*REQUIRED TASK*: Show each line below that contains the word "seen". Case counts.

*RECORDED INFORMATION*:
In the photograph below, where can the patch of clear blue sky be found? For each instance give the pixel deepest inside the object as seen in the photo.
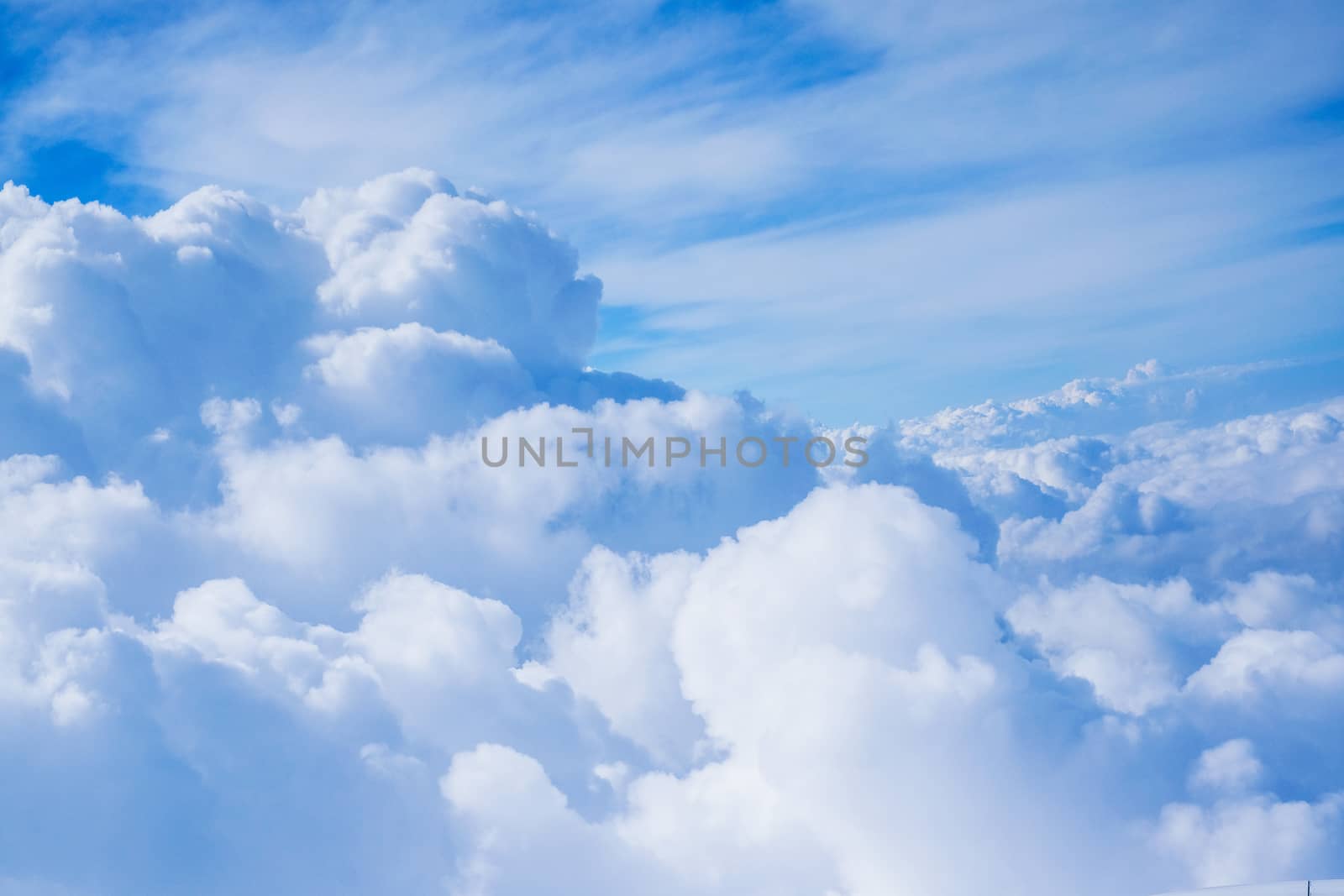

==

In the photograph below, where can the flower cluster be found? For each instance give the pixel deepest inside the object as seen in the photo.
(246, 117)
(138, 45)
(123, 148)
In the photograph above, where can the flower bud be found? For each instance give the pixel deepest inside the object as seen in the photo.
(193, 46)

*THE ANSWER*:
In the photograph below, where can the patch of clear blue sky be found? For each instance give the pixel deepest inside the object as seen in the photo.
In the photograph below, where can the flower cluster be found? For each instance give the pixel deepest inside the object as seen in the photo.
In the photograph above, where can the flower bud be found? For each instance give the pixel deepest inside the object as seen in the photo.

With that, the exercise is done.